--- VRAGEN EN OPDRACHTEN ---
**A.** Neem uit de tekst over de tuchtklacht alles vanaf "1.2 Bij brief" tot en met "mr. M. Das." opnieuw over en hernoem daarin "klager" overal tot "de klagende partij".
**B.** Zet de tekst over de tuchtklacht voort vanaf het punt waar die ophoudt.

--- AANGELEVERDE TEKST ---
□ □ □ □ □

1.2 Bij brief aan de raad van 11 februari 2015 met kenmerk 4014-0773, door de raad ontvangen op 12 februari 2015, heeft de deken van de Orde van Advocaten in het arrondissement Amsterdam de klacht ter kennis van de raad gebracht.
1.3 Bij beslissing van 11 maart 2015 heeft de plaatsvervangend voorzitter van de raad (hierna: de voorzitter) de klacht kennelijk ongegrond verklaard, welke beslissing op 11 maart 2015 is verzonden aan klager.
1.4 Bij e-mail van 16 maart 2015 door de raad ontvangen op 16 maart 2015, heeft klager verzet ingesteld tegen de beslissing van de voorzitter.
1.5 Het verzet is behandeld ter zitting van de raad van 13 april 2015 in aanwezigheid van partijen. Ter zitting is verweerster bijgestaan door haar gemachtigde mr. M. Das.
1.6 De raad heeft kennisgenomen van de beslissing van de voorzitter waarvan verzet en van de stukken waarop de beslissing blijkens de tekst daarvan is gegeven, alsmede van het verzetschrift van klager van 16 maart 2015.
2 FEITEN EN KLACHT
2.1 Voor een weergave van de vaststaande feiten en de omschrijving van de klacht verwijst de raad naar de beslissing van de voorzitter. Tegen die weergave komt klager in verzet niet op.
3 VERZET
2.2 De gronden van het verzet houden, zakelijk weergegeven, het volgende in.
2.3 De voorzitter heeft de essentie van de klacht miskend. Artikel 41 lid 4 van het modelreglement spreekt over de machtiging die het bestuur van de Vereniging van Eigenaren behoeft voor het instellen en berusten in vorderingen. Verweerster is na machtiging toegewezen als advocaat door de rechtsbijstandsverzekeraar van de VvE. Het optreden tijdens de zitting is door de VvE gedelegeerd aan het bestuur, waarvan ter zitting de heren [D] en [S] aanwezig waren. Tijdens de zitting hebben de heren [D] en [S] onder begeleiding van verweerster en zonder overleg met de leden van de VvE of het derde bestuurslid [L] aangegeven de procedure voort te willen zetten als persoonlijk lid van de VvE. Daarmee heeft verweerster haar opdrachtgever, de VvE via de rechtsbijstandsverzekeraar, in de steek gelaten. De leden mogen individueel geen gebruik maken van de rechtsbijstandsverzekering van de VvE. Dit behoorde verweerster te weten.

□ □ □ □ □

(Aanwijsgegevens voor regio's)
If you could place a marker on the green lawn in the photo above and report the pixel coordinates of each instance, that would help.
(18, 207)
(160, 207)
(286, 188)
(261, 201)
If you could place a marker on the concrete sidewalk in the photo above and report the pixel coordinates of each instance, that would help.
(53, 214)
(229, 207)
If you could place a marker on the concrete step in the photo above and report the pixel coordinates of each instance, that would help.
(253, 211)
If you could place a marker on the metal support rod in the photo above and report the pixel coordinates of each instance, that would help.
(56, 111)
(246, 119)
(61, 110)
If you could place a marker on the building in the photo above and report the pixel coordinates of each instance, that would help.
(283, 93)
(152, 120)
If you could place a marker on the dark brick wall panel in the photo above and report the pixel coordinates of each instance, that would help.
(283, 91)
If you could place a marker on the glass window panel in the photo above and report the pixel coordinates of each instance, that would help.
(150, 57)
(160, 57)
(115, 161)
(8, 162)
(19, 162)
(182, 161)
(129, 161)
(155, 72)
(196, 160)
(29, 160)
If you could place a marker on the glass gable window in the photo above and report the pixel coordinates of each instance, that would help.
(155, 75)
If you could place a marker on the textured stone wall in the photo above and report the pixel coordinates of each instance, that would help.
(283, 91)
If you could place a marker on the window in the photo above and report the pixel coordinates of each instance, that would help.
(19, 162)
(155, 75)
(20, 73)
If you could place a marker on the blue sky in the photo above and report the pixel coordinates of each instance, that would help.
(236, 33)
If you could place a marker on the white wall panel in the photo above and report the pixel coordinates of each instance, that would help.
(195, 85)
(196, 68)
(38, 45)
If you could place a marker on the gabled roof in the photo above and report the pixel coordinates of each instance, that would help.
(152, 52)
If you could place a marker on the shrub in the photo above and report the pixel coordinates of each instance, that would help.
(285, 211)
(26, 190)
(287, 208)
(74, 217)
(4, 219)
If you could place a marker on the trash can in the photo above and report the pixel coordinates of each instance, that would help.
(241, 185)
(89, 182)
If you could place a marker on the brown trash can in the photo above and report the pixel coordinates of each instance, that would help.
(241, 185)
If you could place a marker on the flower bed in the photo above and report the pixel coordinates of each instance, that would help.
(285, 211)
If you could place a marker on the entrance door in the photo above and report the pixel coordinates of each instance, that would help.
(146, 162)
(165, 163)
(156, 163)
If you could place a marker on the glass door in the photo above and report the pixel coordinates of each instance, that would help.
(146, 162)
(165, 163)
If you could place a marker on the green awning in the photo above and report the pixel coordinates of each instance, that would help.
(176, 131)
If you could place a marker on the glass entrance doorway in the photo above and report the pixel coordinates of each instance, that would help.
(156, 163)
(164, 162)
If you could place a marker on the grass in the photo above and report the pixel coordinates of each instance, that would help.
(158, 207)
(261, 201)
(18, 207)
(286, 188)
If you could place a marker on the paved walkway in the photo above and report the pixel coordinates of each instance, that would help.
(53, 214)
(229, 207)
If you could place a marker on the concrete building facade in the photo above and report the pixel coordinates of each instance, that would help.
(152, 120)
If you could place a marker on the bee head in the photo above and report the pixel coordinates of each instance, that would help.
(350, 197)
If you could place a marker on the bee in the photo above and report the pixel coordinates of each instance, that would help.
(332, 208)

□ □ □ □ □

--- ANTWOORDEN PER OPDRACHT ---
**A.**
1.2 Bij brief aan de raad van 11 februari 2015 met kenmerk 4014-0773, door de raad ontvangen op 12 februari 2015, heeft de deken van de Orde van Advocaten in het arrondissement Amsterdam de klacht ter kennis van de raad gebracht.
1.3 Bij beslissing van 11 maart 2015 heeft de plaatsvervangend voorzitter van de raad (hierna: de voorzitter) de klacht kennelijk ongegrond verklaard, welke beslissing op 11 maart 2015 is verzonden aan de klagende partij.
1.4 Bij e-mail van 16 maart 2015 door de raad ontvangen op 16 maart 2015, heeft de klagende partij verzet ingesteld tegen de beslissing van de voorzitter.
1.5 Het verzet is behandeld ter zitting van de raad van 13 april 2015 in aanwezigheid van partijen. Ter zitting is verweerster bijgestaan door haar gemachtigde mr. M. Das.

**B.**
3 BEOORDELING
3.1 De Advocatenwet is met ingang van 1 januari 2015 gewijzigd. Op klachten die tegen advocaten zijn ingediend vóór 1 januari 2015 blijven echter ingevolge artikel IVA van de Wet positie en toezicht advocatuur de paragrafen 4, 4a en 4b van de oude Advocatenwet, zoals deze luidden tot 1 januari 2015, van toepassing. De onderhavige klacht is bij de deken ingediend vóór 1 januari 2015 en wordt daarom door de raad van discipline behandeld en beoordeeld op grond van het oude recht. Waar in deze beslissing naar de Advocatenwet wordt verwezen, wordt de oude Advocatenwet bedoeld.
3.2 De raad is van oordeel dat de voorzitter bij zijn beoordeling de juiste maatstaf heeft toegepast en voorts acht heeft geslagen op alle relevante omstandigheden van het geval. Naar het oordeel van de raad kunnen de door klager aangevoerde gronden niet slagen en heeft de voorzitter de klacht terecht en op juiste gronden kennelijk ongegrond bevonden.
3.3 Nu het verzet van klager tegen de beslissing van de voorzitter ook overigens geen nieuwe gezichtspunten oplevert is er geen plaats voor verder onderzoek naar de klacht en moet het verzet ongegrond worden verklaard.
BESLISSING
De raad van discipline:
- verklaart het verzet ongegrond.
Aldus gewezen door mr. D.H. Steenmetser-Bakker, voorzitter, mrs. J.M. van de Laar, R. Lonterman, A.G. van Marwijk Kooy en M. Middeldorp, leden, bijgestaan door mr. R.L.M.M. Tan als griffier en uitgesproken ter openbare zitting van 8 juni 2015.
Griffier Voorzitter
Deze beslissing is in afschrift op 8 juni 2015 per aangetekende brief verzonden aan:
- klager
- verweerster
- de deken van de Orde van Advocaten in het arrondissement Amsterdam.
- de deken van de Nederlandse Orde van Advocaten.
Op grond van artikel 46h lid 4 Advocatenwet kan van deze beslissing geen hoger beroep worden ingesteld.